==== Provided information ====

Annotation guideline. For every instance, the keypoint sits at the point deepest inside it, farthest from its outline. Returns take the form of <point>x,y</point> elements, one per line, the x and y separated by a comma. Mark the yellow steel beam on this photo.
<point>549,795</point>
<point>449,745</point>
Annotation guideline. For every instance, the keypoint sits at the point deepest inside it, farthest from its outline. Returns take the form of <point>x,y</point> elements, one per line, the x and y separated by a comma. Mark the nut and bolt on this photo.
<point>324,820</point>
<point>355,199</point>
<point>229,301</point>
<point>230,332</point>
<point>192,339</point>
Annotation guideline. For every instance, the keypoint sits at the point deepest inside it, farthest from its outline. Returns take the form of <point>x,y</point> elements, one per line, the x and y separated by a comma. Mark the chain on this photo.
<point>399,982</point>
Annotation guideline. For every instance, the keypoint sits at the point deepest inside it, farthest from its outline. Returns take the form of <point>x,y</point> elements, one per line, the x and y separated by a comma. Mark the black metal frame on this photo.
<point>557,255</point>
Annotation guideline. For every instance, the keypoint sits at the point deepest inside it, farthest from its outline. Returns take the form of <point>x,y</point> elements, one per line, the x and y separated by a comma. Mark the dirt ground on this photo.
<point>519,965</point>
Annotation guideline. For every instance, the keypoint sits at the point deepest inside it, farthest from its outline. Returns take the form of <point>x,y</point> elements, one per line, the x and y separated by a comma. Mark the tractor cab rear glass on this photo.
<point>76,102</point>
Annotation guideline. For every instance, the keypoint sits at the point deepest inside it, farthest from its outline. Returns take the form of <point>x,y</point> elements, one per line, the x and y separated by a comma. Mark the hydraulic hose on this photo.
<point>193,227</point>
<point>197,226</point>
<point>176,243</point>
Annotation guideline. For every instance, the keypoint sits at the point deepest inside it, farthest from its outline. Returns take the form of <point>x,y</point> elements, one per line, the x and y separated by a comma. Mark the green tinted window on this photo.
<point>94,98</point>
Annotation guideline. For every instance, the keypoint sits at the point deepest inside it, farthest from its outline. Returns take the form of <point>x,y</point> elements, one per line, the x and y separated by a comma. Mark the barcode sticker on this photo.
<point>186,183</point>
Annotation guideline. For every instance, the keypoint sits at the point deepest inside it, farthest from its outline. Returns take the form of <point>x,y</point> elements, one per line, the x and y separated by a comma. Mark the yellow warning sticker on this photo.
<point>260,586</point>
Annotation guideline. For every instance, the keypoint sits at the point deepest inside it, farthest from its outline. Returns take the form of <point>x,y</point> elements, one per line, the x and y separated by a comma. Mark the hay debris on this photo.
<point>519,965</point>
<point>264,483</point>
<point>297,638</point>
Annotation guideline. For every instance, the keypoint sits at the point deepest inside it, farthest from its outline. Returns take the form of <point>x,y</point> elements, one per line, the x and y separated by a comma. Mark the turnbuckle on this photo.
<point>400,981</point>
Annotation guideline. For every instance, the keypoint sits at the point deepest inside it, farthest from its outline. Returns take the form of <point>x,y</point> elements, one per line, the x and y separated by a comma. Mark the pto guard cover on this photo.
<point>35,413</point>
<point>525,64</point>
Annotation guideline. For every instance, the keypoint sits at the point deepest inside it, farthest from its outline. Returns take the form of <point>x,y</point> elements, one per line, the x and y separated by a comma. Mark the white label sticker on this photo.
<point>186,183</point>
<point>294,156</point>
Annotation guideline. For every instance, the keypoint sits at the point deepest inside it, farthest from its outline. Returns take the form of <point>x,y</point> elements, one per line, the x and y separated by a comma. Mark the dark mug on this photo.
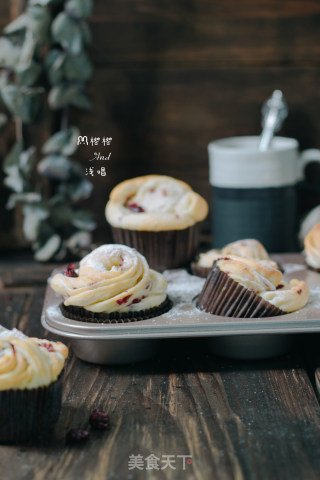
<point>254,192</point>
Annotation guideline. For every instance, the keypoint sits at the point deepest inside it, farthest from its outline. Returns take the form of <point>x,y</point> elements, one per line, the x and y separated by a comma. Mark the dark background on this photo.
<point>172,75</point>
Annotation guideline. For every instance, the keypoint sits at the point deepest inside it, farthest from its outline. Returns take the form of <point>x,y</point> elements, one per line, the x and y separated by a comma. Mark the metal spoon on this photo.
<point>274,111</point>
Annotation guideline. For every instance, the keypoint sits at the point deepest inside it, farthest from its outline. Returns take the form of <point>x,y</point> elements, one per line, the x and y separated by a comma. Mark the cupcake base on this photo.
<point>83,315</point>
<point>199,271</point>
<point>165,249</point>
<point>28,415</point>
<point>221,295</point>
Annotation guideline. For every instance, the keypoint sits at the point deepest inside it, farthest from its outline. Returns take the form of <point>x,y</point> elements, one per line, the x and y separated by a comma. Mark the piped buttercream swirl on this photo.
<point>266,281</point>
<point>312,247</point>
<point>29,362</point>
<point>154,203</point>
<point>112,278</point>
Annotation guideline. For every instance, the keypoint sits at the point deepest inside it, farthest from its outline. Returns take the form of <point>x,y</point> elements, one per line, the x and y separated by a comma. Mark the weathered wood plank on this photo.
<point>162,120</point>
<point>25,273</point>
<point>204,34</point>
<point>238,420</point>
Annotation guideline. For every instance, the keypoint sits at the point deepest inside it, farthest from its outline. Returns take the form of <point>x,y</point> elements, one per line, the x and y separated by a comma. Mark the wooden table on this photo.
<point>230,419</point>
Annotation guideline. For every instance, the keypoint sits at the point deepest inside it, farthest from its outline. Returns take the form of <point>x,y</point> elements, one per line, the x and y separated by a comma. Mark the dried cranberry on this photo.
<point>99,420</point>
<point>138,300</point>
<point>48,346</point>
<point>69,271</point>
<point>124,299</point>
<point>134,207</point>
<point>77,435</point>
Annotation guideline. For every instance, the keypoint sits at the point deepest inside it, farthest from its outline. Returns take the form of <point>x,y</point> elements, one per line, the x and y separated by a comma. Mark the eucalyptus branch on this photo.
<point>49,38</point>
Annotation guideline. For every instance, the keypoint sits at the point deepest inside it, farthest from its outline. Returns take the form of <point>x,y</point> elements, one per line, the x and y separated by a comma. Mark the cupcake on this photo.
<point>312,248</point>
<point>113,284</point>
<point>246,288</point>
<point>248,248</point>
<point>30,386</point>
<point>159,216</point>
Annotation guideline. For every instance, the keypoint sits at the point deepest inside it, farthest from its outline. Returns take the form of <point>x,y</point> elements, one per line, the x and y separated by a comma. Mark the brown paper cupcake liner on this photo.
<point>196,269</point>
<point>165,249</point>
<point>28,415</point>
<point>83,315</point>
<point>221,295</point>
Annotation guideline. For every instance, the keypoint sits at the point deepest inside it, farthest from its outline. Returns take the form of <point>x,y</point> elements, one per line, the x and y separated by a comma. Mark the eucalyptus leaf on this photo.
<point>33,215</point>
<point>64,142</point>
<point>67,33</point>
<point>27,160</point>
<point>83,220</point>
<point>57,167</point>
<point>81,100</point>
<point>79,241</point>
<point>3,120</point>
<point>79,190</point>
<point>79,8</point>
<point>61,96</point>
<point>29,197</point>
<point>47,251</point>
<point>28,75</point>
<point>19,23</point>
<point>9,53</point>
<point>22,102</point>
<point>12,159</point>
<point>55,66</point>
<point>14,180</point>
<point>27,50</point>
<point>78,67</point>
<point>86,33</point>
<point>39,22</point>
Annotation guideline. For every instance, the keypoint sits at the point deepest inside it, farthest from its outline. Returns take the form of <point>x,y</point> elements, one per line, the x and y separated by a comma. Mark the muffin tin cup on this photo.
<point>29,414</point>
<point>164,249</point>
<point>221,295</point>
<point>230,336</point>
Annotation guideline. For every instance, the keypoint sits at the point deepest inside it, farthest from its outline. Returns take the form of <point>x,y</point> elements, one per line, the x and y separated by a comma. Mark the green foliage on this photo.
<point>47,41</point>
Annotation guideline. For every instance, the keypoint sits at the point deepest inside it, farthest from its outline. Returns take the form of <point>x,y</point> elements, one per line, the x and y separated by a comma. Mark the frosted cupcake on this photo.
<point>30,386</point>
<point>113,284</point>
<point>159,216</point>
<point>248,248</point>
<point>246,288</point>
<point>312,248</point>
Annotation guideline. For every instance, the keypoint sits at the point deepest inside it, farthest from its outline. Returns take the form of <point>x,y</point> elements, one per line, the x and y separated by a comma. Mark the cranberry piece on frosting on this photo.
<point>134,207</point>
<point>70,271</point>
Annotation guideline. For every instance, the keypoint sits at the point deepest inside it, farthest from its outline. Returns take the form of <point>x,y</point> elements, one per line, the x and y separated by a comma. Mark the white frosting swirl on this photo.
<point>112,278</point>
<point>248,248</point>
<point>266,281</point>
<point>155,203</point>
<point>29,362</point>
<point>312,247</point>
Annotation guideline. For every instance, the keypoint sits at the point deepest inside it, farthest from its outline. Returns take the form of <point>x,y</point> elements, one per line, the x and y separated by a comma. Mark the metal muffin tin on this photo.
<point>231,337</point>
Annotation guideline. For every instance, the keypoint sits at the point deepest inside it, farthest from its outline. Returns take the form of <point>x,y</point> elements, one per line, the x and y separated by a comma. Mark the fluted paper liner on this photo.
<point>221,295</point>
<point>199,271</point>
<point>165,249</point>
<point>83,315</point>
<point>27,415</point>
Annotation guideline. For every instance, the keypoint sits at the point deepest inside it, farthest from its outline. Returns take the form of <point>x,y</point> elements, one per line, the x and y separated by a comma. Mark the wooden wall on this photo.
<point>171,75</point>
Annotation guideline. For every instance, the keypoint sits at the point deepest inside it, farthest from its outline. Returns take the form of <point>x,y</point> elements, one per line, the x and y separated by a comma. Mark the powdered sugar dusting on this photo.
<point>314,299</point>
<point>293,267</point>
<point>182,288</point>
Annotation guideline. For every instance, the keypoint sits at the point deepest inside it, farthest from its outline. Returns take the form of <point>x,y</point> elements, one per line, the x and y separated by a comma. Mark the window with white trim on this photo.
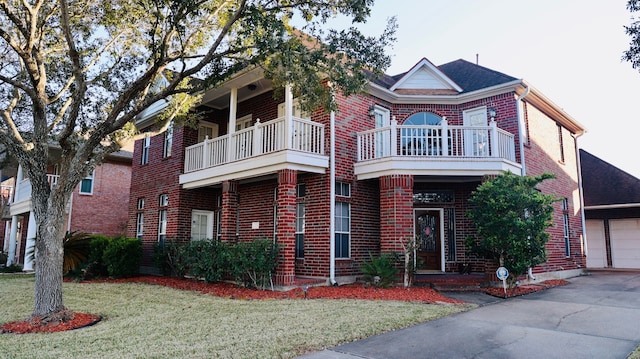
<point>565,220</point>
<point>343,230</point>
<point>168,141</point>
<point>201,225</point>
<point>86,185</point>
<point>207,130</point>
<point>343,189</point>
<point>140,218</point>
<point>146,143</point>
<point>162,217</point>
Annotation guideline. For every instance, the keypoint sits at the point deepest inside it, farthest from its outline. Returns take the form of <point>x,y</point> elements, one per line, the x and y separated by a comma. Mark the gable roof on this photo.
<point>425,75</point>
<point>605,184</point>
<point>472,77</point>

====

**What is required**
Copy exactly the lines that run from the line containing "tin on this photo." to the end of the data above, keeping both end lines and leaving out all pictures.

**Response below**
Annotation guideline. For every instance, the keypoint sits at the point deepest inside it, farthest from its outline. Returns take the form of <point>x,y</point> elements, one per line, the x and y separated by a comma. Mark the metal muffin tin on this photo.
<point>231,337</point>
Annotation guideline. For every instance, the keypoint sits at the point deepest inside it, farthest from its outline. Returns take the form of <point>x,y</point> elements, one per line, the x and y separated by a comma. Mark the fluted paper liner on this photo.
<point>221,295</point>
<point>199,271</point>
<point>165,249</point>
<point>83,315</point>
<point>27,415</point>
Annotation guideline. For every instance, the keypoint sits at the point deepest inside it, farthest from its outline. Returns take the form of <point>x,y</point> elements, one per line, the x and y separated by a comma. Mark the wooden wall on this photo.
<point>171,75</point>
Annotation guideline. For every instance, the keypoint sits at the point deepest inside it, farthest from its outline. Returns take the form of <point>x,y</point> elements, one per line, the x and y separated by a comma. Mark the powdered sugar dusting on this photo.
<point>314,299</point>
<point>293,267</point>
<point>182,288</point>
Annotation guideline. For every instance, the keypoint sits at the point deepest inside it, farthest from its outline. Returns take the form of <point>x,y</point> elements, one per line, the x and y separated by a comma. Mark the window with white trim on this photo.
<point>565,220</point>
<point>343,230</point>
<point>168,141</point>
<point>201,225</point>
<point>86,185</point>
<point>207,130</point>
<point>343,189</point>
<point>140,218</point>
<point>146,143</point>
<point>162,217</point>
Annotation guideline. For every instance, the keypoint sits at the point deepest inside it, farthest from its outline. Returns take the form of <point>x,y</point> elements, one per line, the x and y separated by a comma. Mark the gable roof on this photo.
<point>425,75</point>
<point>605,184</point>
<point>472,77</point>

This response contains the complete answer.